(Information provided Opens)

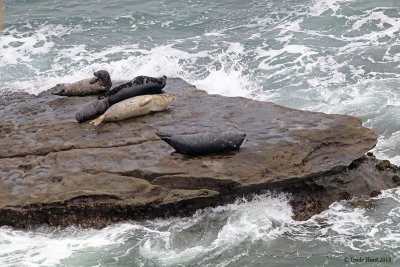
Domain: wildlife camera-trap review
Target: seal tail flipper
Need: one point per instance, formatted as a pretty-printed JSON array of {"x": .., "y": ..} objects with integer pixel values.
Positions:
[
  {"x": 98, "y": 121},
  {"x": 92, "y": 81},
  {"x": 163, "y": 136}
]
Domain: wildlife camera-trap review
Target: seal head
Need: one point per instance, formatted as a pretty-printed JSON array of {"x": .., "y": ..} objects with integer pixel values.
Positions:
[
  {"x": 91, "y": 110},
  {"x": 140, "y": 85},
  {"x": 104, "y": 78}
]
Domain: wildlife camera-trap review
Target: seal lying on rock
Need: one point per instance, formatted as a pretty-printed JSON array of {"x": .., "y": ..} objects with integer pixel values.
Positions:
[
  {"x": 135, "y": 106},
  {"x": 204, "y": 143},
  {"x": 99, "y": 84},
  {"x": 91, "y": 110},
  {"x": 140, "y": 85}
]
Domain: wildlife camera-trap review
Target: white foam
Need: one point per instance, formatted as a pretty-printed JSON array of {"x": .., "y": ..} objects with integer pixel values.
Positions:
[{"x": 170, "y": 241}]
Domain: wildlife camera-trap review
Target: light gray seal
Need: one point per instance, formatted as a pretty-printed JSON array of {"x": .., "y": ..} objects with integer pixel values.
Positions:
[
  {"x": 99, "y": 84},
  {"x": 135, "y": 106}
]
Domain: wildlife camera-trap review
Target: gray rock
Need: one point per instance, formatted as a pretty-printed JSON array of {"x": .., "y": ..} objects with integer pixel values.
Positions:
[{"x": 56, "y": 171}]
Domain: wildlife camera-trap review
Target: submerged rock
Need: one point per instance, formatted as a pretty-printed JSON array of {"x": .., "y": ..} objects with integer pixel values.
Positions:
[{"x": 56, "y": 171}]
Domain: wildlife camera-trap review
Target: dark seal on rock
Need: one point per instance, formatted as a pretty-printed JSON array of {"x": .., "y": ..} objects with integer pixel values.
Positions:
[
  {"x": 99, "y": 84},
  {"x": 92, "y": 110},
  {"x": 140, "y": 85},
  {"x": 204, "y": 143}
]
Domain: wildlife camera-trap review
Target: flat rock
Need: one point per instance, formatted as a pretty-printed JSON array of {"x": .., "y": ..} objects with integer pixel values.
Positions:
[{"x": 56, "y": 171}]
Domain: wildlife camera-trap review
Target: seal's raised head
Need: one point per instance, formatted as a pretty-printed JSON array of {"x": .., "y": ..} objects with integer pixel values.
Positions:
[{"x": 104, "y": 77}]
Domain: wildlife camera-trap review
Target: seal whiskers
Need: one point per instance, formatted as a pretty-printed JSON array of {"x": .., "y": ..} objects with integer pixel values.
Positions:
[{"x": 133, "y": 107}]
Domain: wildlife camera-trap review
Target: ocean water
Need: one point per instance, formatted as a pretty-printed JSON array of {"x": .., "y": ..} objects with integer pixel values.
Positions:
[{"x": 333, "y": 56}]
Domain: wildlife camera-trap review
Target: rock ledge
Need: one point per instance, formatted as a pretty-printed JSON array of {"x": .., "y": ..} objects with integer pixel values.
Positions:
[{"x": 58, "y": 172}]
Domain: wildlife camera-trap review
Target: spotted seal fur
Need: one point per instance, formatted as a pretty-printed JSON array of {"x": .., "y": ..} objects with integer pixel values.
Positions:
[{"x": 99, "y": 84}]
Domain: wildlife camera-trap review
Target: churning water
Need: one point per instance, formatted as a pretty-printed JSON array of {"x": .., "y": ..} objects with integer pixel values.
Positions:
[{"x": 333, "y": 56}]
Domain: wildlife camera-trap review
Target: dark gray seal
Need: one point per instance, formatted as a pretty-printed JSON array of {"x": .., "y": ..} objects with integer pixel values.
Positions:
[
  {"x": 99, "y": 84},
  {"x": 140, "y": 85},
  {"x": 92, "y": 110},
  {"x": 204, "y": 143}
]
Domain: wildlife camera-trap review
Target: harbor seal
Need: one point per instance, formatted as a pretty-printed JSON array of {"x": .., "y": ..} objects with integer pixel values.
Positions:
[
  {"x": 204, "y": 143},
  {"x": 133, "y": 107},
  {"x": 92, "y": 110},
  {"x": 101, "y": 83},
  {"x": 140, "y": 85}
]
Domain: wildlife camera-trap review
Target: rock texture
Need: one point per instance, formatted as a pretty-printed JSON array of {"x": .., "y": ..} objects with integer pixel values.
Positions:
[{"x": 56, "y": 171}]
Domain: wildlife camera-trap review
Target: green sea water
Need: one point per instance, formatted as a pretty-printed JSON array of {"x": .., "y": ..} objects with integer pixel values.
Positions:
[{"x": 333, "y": 56}]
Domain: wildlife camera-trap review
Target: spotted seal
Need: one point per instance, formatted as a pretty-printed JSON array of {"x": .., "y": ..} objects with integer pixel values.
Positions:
[
  {"x": 133, "y": 107},
  {"x": 140, "y": 85},
  {"x": 204, "y": 143},
  {"x": 99, "y": 84},
  {"x": 92, "y": 110}
]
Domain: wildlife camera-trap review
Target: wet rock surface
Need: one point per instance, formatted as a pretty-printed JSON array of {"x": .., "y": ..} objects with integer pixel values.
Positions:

(Information provided Closes)

Problem to work on: Go through the lines above and count those that include "dark"; give the total and nothing more.

Written response: 2